> Consegna 1:
Rispondi a queste domande sul brano:
(a) Quali luoghi sono elencati subito dopo "Quanti passi."?
(b) Che cosa saranno tutto ciò che chi scrive dovrà raccogliere e portare nello zaino?
(c) Secondo l'ultima frase, qual è la nostra casa?
> Consegna 2:
Trascrivi dal brano il passo che comincia con le parole "Posso fermarmi a" e fermati dopo le parole "E’ risveglio.".

C’è pace qui dove una via si chiude senza ancora lasciar spazio a un nuovo cammino.  

Nessuna ansia di arrivare, nessuna urgenza di ripartire.  

Non una rotta obbligata, ma molteplici le possibilità.

Posso fermarmi a rifiatare.

Qui a valle da sempre tutto ricomincia e ogni impronta fugace sulla via, lentamente, restituisce un senso, risolve un nodo.

E’ terra di preghiera, per il pericolo scampato e per l’auspicio di un buon cammino.

E’ terra di gratitudine, per il passo capace di attraversare.

E’ terra promessa perché preserva il desiderio di scoprire guardando un po’ più in profondità.

E’ risveglio.

Laggiù, in lontananza e tutt’intorno, profili sfumati, chiamano ancora.

Montagne.

Per andar loro incontro farò spazio nel mio zaino, perché saranno tutto ciò che dovrò raccogliere e portare.

Ma non è tempo di partire.

Rimarrò ancora un poco: non di rado anche sostare è viaggio.

Casa

“O Hayyām, se sei ebbro di vino, sta’ lieto

se te la spassi con belle dal volto di luna, sta’ lieto.

Poi ch’ogni cosa del mondo nel nulla finisce,

pensa che tu sei nulla, e già che sei, sta’ lieto.

Omar Hayyām”

Quanti passi.

Supramontes, Pirenei, Slovenia, Alpi, Islanda.

Quante storie. Quanta bellezza.

Eppure troppo poco rimane di quel che è stato. A parte i luoghi, testimoni silenziosi del nostro passaggio, capaci di fissare in attimi d’inconsueta serenità  quel che in un dato qui e ora abbiamo saputo essere davvero.

Le nostre impronte segnano il terreno come il nostro stagliarci fiero contro il paesaggio. Eppure un momento dopo, queste labili tracce sono già confuse e non ci siamo più.

I sentieri che tanto amiamo e ai quali ritorniamo nel ricordo o nel passo, sono lì a spiegarcelo: non ci sono segni indelebili da lasciare lungo la strada, niente di noi rimane sul cammino, e comunque mai troppo a lungo.

Siamo qui per essere marchiati. E’ l’impronta del mondo su di noi a dare un senso al nostro tempo.

In fondo siamo niente. Siamo sempre stati niente non fosse per questo nostro estemporaneo esserci da tradurre in presenza, da portare in dono, prima ancora di arrivare ad interrogarci sulla sua sacralità.

E allora che ogni nuovo giorno possa portare a far nostro l’abbraccio del mondo quale esso sia. Lasciamo che la vita ci travolga, che ci sollevi e ci trasformi, sradicando le nostre certezze e, con esse, ogni nostra presunzione e ogni nostra paura. Doniamoci il coraggio di affidarci a essa senza riserve, spegnendo il rumore ogni qual volta ci è possibile,  perché la nostra casa è il nulla, solo che non sappiamo cos’è.

> Estratto dati:

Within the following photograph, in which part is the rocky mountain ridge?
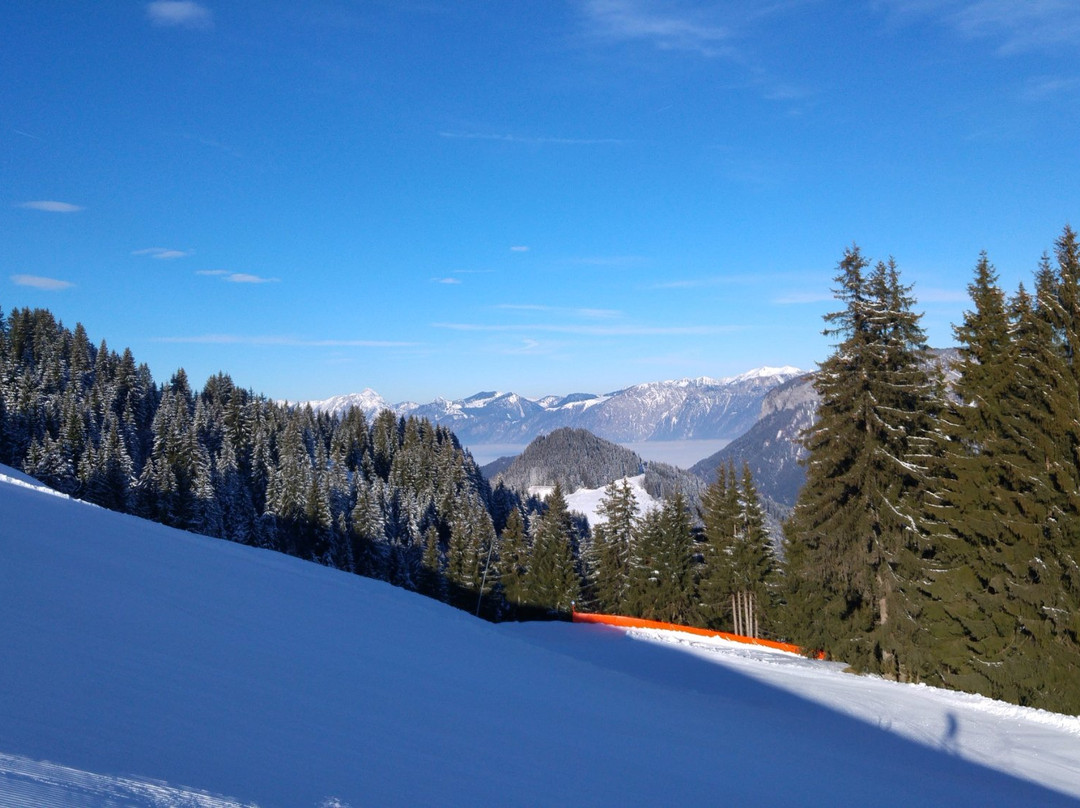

> Risposta scritta 1:
(a) Supramontes, Pirenei, Slovenia, Alpi, Islanda.
(b) Le montagne.
(c) Il nulla.

> Risposta scritta 2:
Posso fermarmi a rifiatare.

Qui a valle da sempre tutto ricomincia e ogni impronta fugace sulla via, lentamente, restituisce un senso, risolve un nodo.

E’ terra di preghiera, per il pericolo scampato e per l’auspicio di un buon cammino.

E’ terra di gratitudine, per il passo capace di attraversare.

E’ terra promessa perché preserva il desiderio di scoprire guardando un po’ più in profondità.

E’ risveglio.